» **Set task**:
Output the records from the line containing "wall in this photo." through the line containing "white cloud in this photo.", inclusive, as a JSON list of strings with one string per line and blank lines omitted. Leave the pictures out.

» **Provided data**:
-- BEGIN --
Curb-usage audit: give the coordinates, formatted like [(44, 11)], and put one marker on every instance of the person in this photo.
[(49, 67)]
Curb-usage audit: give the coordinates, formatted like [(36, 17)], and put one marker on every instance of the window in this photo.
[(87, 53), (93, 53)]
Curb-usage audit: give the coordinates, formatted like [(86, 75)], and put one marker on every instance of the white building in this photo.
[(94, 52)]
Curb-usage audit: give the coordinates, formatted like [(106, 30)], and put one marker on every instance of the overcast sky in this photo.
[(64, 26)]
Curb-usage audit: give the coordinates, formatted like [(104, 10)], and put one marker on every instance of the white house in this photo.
-- END --
-- BEGIN --
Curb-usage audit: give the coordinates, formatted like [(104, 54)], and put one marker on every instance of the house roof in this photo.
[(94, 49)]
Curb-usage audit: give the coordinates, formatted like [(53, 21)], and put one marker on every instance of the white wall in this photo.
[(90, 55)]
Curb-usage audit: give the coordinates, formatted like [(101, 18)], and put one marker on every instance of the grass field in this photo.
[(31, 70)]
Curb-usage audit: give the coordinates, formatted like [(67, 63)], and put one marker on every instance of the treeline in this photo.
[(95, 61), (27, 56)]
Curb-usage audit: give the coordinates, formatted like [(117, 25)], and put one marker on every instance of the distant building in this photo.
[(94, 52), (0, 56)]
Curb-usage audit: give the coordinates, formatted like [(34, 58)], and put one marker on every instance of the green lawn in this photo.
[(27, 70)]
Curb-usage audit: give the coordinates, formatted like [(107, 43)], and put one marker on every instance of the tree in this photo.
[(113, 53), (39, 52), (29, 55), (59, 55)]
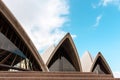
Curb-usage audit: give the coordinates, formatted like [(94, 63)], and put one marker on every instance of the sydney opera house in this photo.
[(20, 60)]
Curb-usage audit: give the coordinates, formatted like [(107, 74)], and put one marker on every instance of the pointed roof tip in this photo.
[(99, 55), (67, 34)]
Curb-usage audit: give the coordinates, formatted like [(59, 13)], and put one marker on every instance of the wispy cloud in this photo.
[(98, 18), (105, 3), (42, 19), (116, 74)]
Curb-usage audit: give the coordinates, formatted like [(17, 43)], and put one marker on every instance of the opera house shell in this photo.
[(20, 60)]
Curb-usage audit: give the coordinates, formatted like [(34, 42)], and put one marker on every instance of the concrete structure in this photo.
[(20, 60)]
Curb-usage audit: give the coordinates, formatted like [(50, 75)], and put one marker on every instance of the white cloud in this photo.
-- END --
-- BEGIN --
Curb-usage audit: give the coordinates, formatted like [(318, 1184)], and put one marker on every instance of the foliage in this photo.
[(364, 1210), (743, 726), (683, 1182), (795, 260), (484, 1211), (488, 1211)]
-- END --
» **Correct response**:
[
  "Curb-usage audit: give the coordinates, formatted like [(53, 21)], and put one marker on every instance of the white wall in this photo.",
  "[(90, 55)]",
  "Curb-usage audit: give the coordinates, formatted like [(101, 18)], and put one marker on every instance of the grass field in this photo.",
  "[(31, 70)]",
  "Curb-usage audit: give the coordinates, formatted like [(67, 63)], and put one marker on every instance of the treeline in this photo.",
  "[(95, 61), (27, 56)]",
  "Curb-usage audit: give the coordinates, formatted like [(117, 25)], and put one marker on every instance of the distant building in this photo.",
  "[(94, 52), (0, 56)]",
  "Curb-usage audit: give the coordinates, formatted like [(34, 58)], and put one marker on every instance of the green lawn in this photo.",
  "[(27, 70)]",
  "Curb-usage audit: give the coordinates, formatted like [(107, 43)], and put one marker on every instance of the tree in this photo.",
  "[(113, 53), (39, 52), (29, 55), (59, 55)]",
  "Curb-usage audit: give the coordinates, formatted like [(94, 63)], and put one marker on every instance of the sydney opera house in this photo.",
  "[(20, 60)]",
  "Curb-usage audit: give the coordinates, formatted like [(107, 74)], and put one marker on every instance of the pointed roof tip in this photo.",
  "[(99, 55), (67, 34)]",
  "Curb-usage audit: give the coordinates, formatted like [(59, 13)], and put one marker on every instance of the wispy cloud in this photo.",
  "[(98, 18), (105, 3), (42, 19), (116, 74)]",
  "Curb-usage audit: give the coordinates, formatted like [(17, 43)], and put one marker on every instance of the opera house shell in this photo.",
  "[(20, 60)]",
  "Curb-usage audit: give the coordinates, formatted like [(34, 42)], and put one marker on every instance of the concrete structure in this photo.",
  "[(20, 60)]",
  "Curb-usage audit: give the coordinates, formatted like [(50, 75)], and put one marker on every instance of the white cloud in this photo."
]